### Directions
Among the entries below, which lines include the string "positive"? Show each one.

### Dataset excerpts
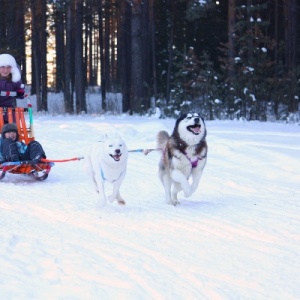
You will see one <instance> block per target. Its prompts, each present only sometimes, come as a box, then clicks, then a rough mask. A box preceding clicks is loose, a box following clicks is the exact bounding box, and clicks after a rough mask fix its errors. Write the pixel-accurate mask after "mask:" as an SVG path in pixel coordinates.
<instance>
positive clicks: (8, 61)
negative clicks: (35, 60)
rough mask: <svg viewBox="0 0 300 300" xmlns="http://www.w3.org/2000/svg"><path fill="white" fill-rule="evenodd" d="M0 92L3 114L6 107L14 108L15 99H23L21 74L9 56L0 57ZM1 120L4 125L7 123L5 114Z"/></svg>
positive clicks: (5, 115) (0, 101)
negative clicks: (10, 92) (10, 93)
mask: <svg viewBox="0 0 300 300" xmlns="http://www.w3.org/2000/svg"><path fill="white" fill-rule="evenodd" d="M0 92H1V94H2V95H1V94H0V106H1V107H3V108H4V112H5V111H6V110H7V108H8V107H12V108H14V107H15V102H16V97H17V98H19V99H24V93H25V90H24V84H23V83H22V81H21V72H20V69H19V67H18V65H17V63H16V60H15V58H14V57H13V56H11V55H10V54H1V55H0ZM9 92H16V96H11V95H10V93H9ZM3 94H4V95H3ZM13 117H14V114H13ZM3 119H4V123H8V118H7V113H6V112H5V113H4V117H3Z"/></svg>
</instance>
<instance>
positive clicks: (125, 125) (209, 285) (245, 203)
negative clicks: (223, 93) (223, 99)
mask: <svg viewBox="0 0 300 300" xmlns="http://www.w3.org/2000/svg"><path fill="white" fill-rule="evenodd" d="M34 121H35V123H34V124H35V125H34V126H35V136H36V139H37V140H38V141H40V142H41V143H42V144H43V146H44V148H45V150H46V153H47V156H48V158H50V159H62V158H71V157H74V156H83V155H84V153H85V150H86V147H87V146H89V145H90V144H92V143H93V142H95V141H98V140H99V137H100V136H101V134H102V133H103V132H106V131H109V130H117V131H118V132H119V133H120V135H121V136H122V137H123V138H124V140H125V141H126V143H127V146H128V148H129V149H131V150H133V149H137V148H153V147H155V138H156V133H157V132H158V131H159V130H162V129H165V130H167V131H169V132H170V133H171V131H172V129H173V125H174V122H175V121H174V120H170V119H168V120H158V119H151V118H141V117H127V116H121V117H116V116H114V117H99V116H76V117H74V116H72V117H64V116H56V117H53V116H47V115H46V116H45V115H44V116H42V115H40V116H35V120H34ZM207 128H208V136H207V141H208V146H209V153H208V154H209V155H208V163H207V165H206V168H205V170H204V174H203V177H202V180H201V182H200V186H199V189H198V190H197V191H196V192H195V193H194V194H193V195H192V196H191V197H190V198H187V199H185V198H184V197H183V195H181V197H180V200H181V205H179V206H177V207H173V206H170V205H167V204H165V203H164V191H163V187H162V185H161V183H160V182H159V179H158V177H157V164H158V161H159V153H158V152H151V153H149V154H148V155H147V156H145V155H143V154H142V153H130V154H129V161H128V170H127V175H126V177H125V180H124V182H123V185H122V186H121V193H122V195H123V196H124V198H125V200H126V202H127V205H126V206H118V205H117V204H116V203H113V204H107V205H106V206H105V207H104V208H102V209H101V210H99V209H97V208H96V207H95V205H96V202H97V197H98V195H97V194H96V192H94V190H93V188H92V185H91V182H90V181H89V178H87V177H86V175H85V174H84V172H83V160H81V161H77V162H67V163H56V164H55V166H53V168H52V170H51V172H50V175H49V177H48V179H47V180H45V181H43V182H37V181H34V180H33V179H31V178H29V177H28V176H26V175H12V174H7V175H6V177H5V178H4V179H3V180H2V181H1V182H0V295H1V296H0V298H1V299H5V300H10V299H18V300H19V299H126V300H127V299H128V300H129V299H130V300H132V299H143V300H147V299H149V300H150V299H155V300H157V299H168V300H169V299H172V300H174V299H175V300H176V299H210V300H211V299H213V300H215V299H230V300H232V299H243V300H245V299H251V300H253V299H278V300H283V299H285V300H287V299H299V298H300V222H299V220H300V209H299V208H300V188H299V187H300V171H299V170H300V126H297V125H284V124H275V123H259V122H238V121H213V122H207Z"/></svg>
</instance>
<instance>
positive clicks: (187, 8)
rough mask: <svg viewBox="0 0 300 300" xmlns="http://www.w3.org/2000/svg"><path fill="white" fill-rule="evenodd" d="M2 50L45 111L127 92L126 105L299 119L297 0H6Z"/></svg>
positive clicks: (84, 102)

### Answer to this problem
positive clicks: (8, 61)
positive clicks: (5, 115) (0, 101)
positive clicks: (125, 125) (209, 285) (245, 203)
positive clicks: (187, 8)
positive clicks: (84, 102)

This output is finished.